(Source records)
+ + + + +

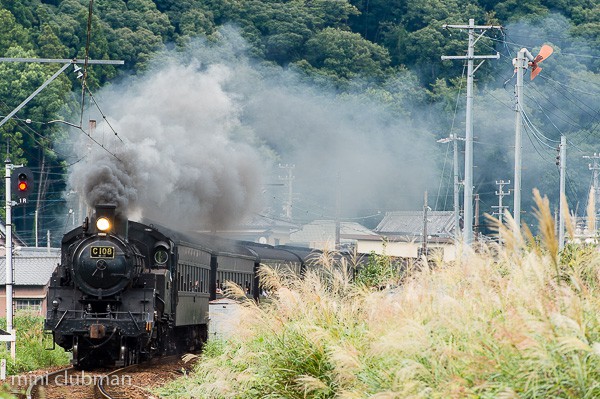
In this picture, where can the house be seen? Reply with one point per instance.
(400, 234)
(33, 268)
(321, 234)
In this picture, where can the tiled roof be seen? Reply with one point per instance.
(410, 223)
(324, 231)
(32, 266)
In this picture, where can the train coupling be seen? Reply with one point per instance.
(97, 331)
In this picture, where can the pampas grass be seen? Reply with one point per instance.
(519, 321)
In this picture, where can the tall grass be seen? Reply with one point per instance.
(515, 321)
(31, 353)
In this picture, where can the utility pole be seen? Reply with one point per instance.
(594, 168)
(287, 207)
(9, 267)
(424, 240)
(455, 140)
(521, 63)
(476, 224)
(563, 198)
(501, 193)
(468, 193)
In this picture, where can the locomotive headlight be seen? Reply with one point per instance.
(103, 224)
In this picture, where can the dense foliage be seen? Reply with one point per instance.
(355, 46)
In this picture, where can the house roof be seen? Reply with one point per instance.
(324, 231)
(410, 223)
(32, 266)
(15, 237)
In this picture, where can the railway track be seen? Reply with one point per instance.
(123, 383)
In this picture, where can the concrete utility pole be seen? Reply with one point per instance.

+ + + + +

TRY IT:
Could each line of the data be written out exactly, with no pictures included?

RESULT:
In this picture, where can the house be seen? Reply with one point per instance.
(400, 234)
(33, 268)
(321, 234)
In this picture, where can the tiled roof be seen? Reply with one point per instance.
(410, 223)
(324, 231)
(32, 266)
In this picture, where can the train coupling be seen? Reply with one point per instance.
(97, 331)
In this picture, where can the pampas grass be seen? Reply with one point per instance.
(519, 321)
In this picture, where can the tall grass be seen? Reply with one point per instance.
(515, 321)
(31, 353)
In this picture, where can the utility pole be seen? Reply with one point per instance.
(594, 168)
(287, 207)
(9, 267)
(424, 240)
(455, 140)
(521, 63)
(476, 224)
(563, 198)
(501, 193)
(468, 193)
In this picture, where can the locomotive headlight be seen? Reply with one point per instance.
(103, 224)
In this picture, where can the dense foliage be seen? Reply with one point per instance.
(355, 46)
In this picture, where can the house roof be seen? Reply with one point per instance.
(324, 231)
(410, 223)
(32, 266)
(15, 237)
In this picture, where can the railway track be seen? Reply with one point per instance.
(123, 383)
In this picture, where can the concrete utility pole be seen? Reply with one point per instance.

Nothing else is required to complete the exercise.